** Start **
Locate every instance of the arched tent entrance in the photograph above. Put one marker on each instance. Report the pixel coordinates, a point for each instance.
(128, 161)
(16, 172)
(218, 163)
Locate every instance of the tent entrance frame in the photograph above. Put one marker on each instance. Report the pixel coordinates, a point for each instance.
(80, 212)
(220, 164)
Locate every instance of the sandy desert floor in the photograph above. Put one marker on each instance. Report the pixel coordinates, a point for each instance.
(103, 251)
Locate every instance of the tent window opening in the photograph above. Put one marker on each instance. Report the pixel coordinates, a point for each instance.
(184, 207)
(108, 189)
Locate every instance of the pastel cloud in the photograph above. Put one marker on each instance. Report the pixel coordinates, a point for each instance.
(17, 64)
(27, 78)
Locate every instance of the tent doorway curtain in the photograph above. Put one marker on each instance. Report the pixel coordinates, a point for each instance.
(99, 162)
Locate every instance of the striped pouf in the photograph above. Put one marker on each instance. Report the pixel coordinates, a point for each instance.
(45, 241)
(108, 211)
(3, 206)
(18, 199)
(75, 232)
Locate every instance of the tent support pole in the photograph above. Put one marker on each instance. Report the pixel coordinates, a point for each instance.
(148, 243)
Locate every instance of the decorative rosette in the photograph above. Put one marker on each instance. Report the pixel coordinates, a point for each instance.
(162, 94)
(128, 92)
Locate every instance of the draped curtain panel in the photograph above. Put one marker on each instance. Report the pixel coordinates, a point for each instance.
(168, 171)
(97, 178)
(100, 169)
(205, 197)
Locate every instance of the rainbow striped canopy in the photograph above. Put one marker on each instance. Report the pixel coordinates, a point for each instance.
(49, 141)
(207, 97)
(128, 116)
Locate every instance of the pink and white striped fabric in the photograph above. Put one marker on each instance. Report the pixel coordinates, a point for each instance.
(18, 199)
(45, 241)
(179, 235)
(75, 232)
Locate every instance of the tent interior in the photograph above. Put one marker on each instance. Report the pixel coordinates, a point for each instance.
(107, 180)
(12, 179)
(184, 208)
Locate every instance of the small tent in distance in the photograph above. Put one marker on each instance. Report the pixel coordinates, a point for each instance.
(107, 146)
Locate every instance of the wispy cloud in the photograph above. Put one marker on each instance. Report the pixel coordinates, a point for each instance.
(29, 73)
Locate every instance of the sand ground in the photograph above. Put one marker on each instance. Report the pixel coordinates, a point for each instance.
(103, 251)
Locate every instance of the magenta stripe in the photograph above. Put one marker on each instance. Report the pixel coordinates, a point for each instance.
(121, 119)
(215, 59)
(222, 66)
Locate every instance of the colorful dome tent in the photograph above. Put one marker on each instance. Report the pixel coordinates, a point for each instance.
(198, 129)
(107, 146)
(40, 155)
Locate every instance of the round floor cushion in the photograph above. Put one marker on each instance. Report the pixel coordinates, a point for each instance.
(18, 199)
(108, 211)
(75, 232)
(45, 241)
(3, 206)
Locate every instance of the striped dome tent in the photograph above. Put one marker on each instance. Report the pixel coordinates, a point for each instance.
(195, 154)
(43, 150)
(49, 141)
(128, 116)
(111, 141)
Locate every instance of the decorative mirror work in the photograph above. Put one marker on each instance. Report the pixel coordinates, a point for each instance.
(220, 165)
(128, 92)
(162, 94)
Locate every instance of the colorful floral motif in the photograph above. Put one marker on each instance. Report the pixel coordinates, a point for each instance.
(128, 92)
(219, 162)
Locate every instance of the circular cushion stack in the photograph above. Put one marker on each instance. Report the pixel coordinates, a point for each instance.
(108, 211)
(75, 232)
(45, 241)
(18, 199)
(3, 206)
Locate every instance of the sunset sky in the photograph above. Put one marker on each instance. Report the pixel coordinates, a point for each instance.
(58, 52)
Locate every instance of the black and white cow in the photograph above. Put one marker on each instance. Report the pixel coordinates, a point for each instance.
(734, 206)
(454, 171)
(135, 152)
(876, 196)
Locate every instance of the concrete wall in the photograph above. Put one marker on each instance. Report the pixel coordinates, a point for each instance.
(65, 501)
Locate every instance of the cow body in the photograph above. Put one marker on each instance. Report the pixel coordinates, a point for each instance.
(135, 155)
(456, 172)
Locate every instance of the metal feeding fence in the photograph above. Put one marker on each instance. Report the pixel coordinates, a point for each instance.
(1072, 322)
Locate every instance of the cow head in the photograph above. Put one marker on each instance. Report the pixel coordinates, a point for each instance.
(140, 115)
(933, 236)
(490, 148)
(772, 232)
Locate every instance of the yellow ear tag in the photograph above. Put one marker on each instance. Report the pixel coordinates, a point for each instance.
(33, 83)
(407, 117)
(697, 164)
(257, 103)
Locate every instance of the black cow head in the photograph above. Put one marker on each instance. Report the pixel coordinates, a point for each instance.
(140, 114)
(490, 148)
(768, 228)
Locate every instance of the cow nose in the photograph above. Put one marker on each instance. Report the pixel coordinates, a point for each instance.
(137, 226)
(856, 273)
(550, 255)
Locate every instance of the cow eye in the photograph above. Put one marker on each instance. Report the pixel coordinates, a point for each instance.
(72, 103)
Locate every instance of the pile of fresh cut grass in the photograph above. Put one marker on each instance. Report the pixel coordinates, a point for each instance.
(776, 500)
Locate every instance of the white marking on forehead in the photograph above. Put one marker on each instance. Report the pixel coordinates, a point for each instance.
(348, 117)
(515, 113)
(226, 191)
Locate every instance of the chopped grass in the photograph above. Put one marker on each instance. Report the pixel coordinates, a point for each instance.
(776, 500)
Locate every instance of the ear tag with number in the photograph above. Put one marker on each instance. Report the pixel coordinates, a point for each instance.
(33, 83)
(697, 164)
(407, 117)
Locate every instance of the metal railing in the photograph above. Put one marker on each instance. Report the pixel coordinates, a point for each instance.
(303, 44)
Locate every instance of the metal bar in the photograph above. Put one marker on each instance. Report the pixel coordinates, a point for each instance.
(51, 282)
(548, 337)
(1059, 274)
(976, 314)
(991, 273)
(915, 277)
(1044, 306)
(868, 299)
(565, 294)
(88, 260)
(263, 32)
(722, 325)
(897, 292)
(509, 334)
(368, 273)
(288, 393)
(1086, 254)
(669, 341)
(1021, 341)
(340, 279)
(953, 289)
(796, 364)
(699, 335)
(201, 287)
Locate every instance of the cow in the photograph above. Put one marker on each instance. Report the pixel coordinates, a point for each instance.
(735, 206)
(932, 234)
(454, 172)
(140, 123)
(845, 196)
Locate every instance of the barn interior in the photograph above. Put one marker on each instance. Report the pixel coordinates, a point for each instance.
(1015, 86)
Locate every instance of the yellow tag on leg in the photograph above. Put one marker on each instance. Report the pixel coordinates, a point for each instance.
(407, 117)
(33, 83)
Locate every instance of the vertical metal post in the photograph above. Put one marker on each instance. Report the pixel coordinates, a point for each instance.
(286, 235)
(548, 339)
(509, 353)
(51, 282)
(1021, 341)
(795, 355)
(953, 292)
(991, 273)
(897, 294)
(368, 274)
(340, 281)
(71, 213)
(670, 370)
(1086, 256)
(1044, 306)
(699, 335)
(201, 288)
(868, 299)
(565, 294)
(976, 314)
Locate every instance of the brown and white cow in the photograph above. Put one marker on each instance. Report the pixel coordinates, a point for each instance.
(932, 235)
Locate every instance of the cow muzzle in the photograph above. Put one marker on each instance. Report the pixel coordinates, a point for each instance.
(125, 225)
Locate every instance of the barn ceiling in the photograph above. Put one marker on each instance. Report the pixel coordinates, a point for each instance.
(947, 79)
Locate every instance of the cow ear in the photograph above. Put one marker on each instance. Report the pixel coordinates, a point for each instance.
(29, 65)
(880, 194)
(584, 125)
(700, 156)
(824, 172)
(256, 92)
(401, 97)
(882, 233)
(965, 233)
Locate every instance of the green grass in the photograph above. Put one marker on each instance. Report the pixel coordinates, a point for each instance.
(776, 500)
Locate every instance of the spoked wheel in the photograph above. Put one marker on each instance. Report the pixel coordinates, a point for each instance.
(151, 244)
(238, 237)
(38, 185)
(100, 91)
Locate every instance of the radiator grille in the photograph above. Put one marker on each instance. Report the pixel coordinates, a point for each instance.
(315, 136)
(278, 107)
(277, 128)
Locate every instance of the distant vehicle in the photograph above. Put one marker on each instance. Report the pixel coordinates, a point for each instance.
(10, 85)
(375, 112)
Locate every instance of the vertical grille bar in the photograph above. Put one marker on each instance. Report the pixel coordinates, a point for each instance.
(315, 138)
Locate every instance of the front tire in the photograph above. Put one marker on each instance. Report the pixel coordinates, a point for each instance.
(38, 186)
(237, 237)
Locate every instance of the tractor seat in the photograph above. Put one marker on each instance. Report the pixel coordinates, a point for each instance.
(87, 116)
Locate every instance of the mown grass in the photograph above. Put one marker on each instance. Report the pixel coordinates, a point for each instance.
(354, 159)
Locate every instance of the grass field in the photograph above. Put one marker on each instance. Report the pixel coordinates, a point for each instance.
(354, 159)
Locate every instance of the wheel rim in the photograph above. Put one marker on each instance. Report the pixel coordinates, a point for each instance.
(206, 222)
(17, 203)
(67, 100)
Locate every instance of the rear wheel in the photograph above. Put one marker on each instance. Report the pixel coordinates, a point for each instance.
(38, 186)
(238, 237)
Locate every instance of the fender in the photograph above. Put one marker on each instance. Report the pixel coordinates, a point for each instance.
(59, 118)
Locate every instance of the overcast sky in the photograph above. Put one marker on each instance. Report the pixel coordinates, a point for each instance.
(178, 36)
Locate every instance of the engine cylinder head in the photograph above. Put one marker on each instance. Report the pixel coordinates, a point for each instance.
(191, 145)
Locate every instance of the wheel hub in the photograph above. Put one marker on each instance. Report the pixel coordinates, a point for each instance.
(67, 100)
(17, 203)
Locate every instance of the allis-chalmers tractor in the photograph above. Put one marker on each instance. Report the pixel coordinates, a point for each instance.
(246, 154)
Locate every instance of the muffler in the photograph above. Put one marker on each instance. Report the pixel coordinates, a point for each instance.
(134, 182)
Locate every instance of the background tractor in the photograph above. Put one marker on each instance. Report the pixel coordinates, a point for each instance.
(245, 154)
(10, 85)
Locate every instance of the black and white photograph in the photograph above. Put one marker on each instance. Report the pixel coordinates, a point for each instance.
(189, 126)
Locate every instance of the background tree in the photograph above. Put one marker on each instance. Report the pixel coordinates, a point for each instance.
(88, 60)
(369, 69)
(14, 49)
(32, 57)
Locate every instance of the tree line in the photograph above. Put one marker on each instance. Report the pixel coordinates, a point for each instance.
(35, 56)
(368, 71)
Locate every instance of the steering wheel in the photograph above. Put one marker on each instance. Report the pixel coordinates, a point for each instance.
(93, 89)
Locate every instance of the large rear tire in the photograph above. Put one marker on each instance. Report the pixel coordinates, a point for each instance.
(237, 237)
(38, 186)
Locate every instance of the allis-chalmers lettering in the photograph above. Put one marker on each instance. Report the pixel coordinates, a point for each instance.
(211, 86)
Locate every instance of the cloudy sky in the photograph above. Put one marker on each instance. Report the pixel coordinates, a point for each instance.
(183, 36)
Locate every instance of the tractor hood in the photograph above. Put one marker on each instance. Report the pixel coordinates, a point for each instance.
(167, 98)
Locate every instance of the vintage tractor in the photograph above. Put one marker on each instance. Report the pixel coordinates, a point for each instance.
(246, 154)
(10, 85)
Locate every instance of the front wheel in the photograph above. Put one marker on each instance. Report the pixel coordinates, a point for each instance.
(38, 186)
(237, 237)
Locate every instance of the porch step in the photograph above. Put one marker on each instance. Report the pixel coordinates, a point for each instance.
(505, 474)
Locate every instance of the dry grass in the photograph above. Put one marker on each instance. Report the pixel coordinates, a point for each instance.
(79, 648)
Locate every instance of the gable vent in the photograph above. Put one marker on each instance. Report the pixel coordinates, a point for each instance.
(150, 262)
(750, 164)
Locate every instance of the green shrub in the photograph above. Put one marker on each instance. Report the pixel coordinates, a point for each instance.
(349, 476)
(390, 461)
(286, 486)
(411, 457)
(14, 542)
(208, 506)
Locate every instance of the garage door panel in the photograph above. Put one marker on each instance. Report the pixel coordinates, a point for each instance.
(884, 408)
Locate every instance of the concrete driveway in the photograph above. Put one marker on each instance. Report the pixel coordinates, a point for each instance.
** End **
Stated problem. Starting at the line of the data that contains "Locate every instance of the gable" and ending with the last line of the data, write out those lines again, requests included. Scale every coordinate in the answers by 1.1 and round each result to a whole number, with halves rounded up, leaving the request lines unchanged.

Answer.
Locate every instance of the gable vent in the photograph above. Put one marker on each instance. Report the pixel coordinates, a point for each instance.
(165, 288)
(825, 180)
Locate every instance of the green shrub in the photograph above. Put one marker on each instance. Report the pixel coordinates, a point for each instance.
(384, 524)
(429, 507)
(315, 535)
(452, 503)
(15, 596)
(229, 557)
Locate every instance of the garage door panel in the photograph above. Put one marker on each instance. Report the pixel coordinates, a point for each instance.
(972, 449)
Locate every instance of the concrete driveway in the photograph above. Put one marker on each instance. Report the pixel coordinates, a point for each instance.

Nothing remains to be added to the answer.